*Required work:* Copy the abstract on competing risks in discrete event simulation from "Results: The simulation" up to and including "a broader context.", replacing "accuracy" with "precision".

*Reading passage:*
-=-=-

AUTHOR=Franchini Fanny , Fedyashov Victor , IJzerman Maarten J. , Degeling Koen TITLE=Implementing competing risks in discrete event simulation: the event-specific probabilities and distributions approach JOURNAL=Frontiers in Pharmacology VOLUME=14 YEAR=2023 URL=https://www.frontiersin.org/journals/pharmacology/articles/10.3389/fphar.2023.1255021 DOI=10.3389/fphar.2023.1255021 ISSN=1663-9812 ABSTRACT=

Background: Although several strategies for modelling competing events in discrete event simulation (DES) exist, a methodological gap for the event-specific probabilities and distributions (ESPD) approach when dealing with censored data remains. This study defines and illustrates the ESPD strategy for censored data.

Methods: The ESPD approach assumes that events are generated through a two-step process. First, the type of event is selected according to some (unknown) mixture proportions. Next, the times of occurrence of the events are sampled from a corresponding survival distribution. Both of these steps can be modelled based on covariates. Performance was evaluated through a simulation study, considering sample size and levels of censoring. Additionally, an oncology-related case study was conducted to assess the ability to produce realistic results, and to demonstrate its implementation using both frequentist and Bayesian frameworks in R.

Results: The simulation study showed good performance of the ESPD approach, with accuracy decreasing as sample sizes decreased and censoring levels increased. The average relative absolute error of the event probability (95%-confidence interval) ranged from 0.04 (0.00; 0.10) to 0.23 (0.01; 0.66) for 60% censoring and sample size 50, showing that increased censoring and decreased sample size resulted in lower accuracy. The approach yielded realistic results in the case study.

Discussion: The ESPD approach can be used to model competing events in DES based on censored data. Further research is warranted to compare the approach to other modelling approaches for DES, and to evaluate its usefulness in estimating cumulative event incidences in a broader context.

-=-=-

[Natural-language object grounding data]

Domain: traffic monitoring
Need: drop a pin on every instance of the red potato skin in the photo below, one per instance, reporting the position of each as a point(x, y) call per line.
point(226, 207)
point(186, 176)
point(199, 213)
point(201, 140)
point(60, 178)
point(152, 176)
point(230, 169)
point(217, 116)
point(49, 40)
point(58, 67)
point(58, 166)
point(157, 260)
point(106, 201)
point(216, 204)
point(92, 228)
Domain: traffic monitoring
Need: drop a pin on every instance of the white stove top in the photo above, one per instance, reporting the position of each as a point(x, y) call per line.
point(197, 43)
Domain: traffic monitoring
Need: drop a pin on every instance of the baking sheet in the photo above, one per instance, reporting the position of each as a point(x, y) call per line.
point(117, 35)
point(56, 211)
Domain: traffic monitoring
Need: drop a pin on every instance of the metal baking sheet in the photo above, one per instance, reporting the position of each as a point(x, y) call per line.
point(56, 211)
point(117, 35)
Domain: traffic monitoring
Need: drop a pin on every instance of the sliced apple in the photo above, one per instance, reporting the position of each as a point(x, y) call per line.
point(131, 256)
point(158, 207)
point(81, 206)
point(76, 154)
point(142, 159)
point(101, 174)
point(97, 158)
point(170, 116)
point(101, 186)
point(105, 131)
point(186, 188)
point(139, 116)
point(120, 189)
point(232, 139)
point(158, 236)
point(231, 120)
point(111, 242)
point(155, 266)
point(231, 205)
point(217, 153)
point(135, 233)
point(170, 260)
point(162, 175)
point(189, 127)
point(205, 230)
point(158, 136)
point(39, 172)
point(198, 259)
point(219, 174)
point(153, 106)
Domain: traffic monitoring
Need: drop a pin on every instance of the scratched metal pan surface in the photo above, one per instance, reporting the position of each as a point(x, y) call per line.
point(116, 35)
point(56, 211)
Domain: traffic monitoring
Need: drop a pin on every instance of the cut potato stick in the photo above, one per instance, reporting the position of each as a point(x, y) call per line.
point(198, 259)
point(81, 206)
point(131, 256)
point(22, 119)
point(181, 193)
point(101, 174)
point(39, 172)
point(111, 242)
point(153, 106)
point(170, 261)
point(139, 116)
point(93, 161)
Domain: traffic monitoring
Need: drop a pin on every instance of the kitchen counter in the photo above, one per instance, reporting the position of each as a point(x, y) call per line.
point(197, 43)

-=-=-

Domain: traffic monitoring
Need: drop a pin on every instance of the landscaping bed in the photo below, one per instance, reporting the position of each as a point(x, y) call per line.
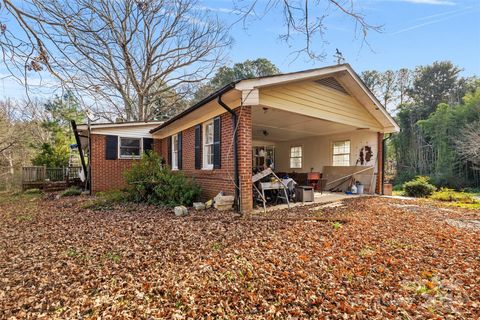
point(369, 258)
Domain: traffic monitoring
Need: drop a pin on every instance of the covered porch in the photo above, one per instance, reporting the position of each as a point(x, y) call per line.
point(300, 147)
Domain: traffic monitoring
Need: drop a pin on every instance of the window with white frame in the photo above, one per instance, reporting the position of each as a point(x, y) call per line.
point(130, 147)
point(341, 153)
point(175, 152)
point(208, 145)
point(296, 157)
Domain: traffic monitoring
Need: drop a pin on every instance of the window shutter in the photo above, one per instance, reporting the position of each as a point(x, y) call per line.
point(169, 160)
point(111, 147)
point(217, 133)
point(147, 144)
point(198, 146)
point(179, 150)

-=-=-

*Solution to this exercise:*
Results: The simulation study showed good performance of the ESPD approach, with precision decreasing as sample sizes decreased and censoring levels increased. The average relative absolute error of the event probability (95%-confidence interval) ranged from 0.04 (0.00; 0.10) to 0.23 (0.01; 0.66) for 60% censoring and sample size 50, showing that increased censoring and decreased sample size resulted in lower precision. The approach yielded realistic results in the case study.

Discussion: The ESPD approach can be used to model competing events in DES based on censored data. Further research is warranted to compare the approach to other modelling approaches for DES, and to evaluate its usefulness in estimating cumulative event incidences in a broader context.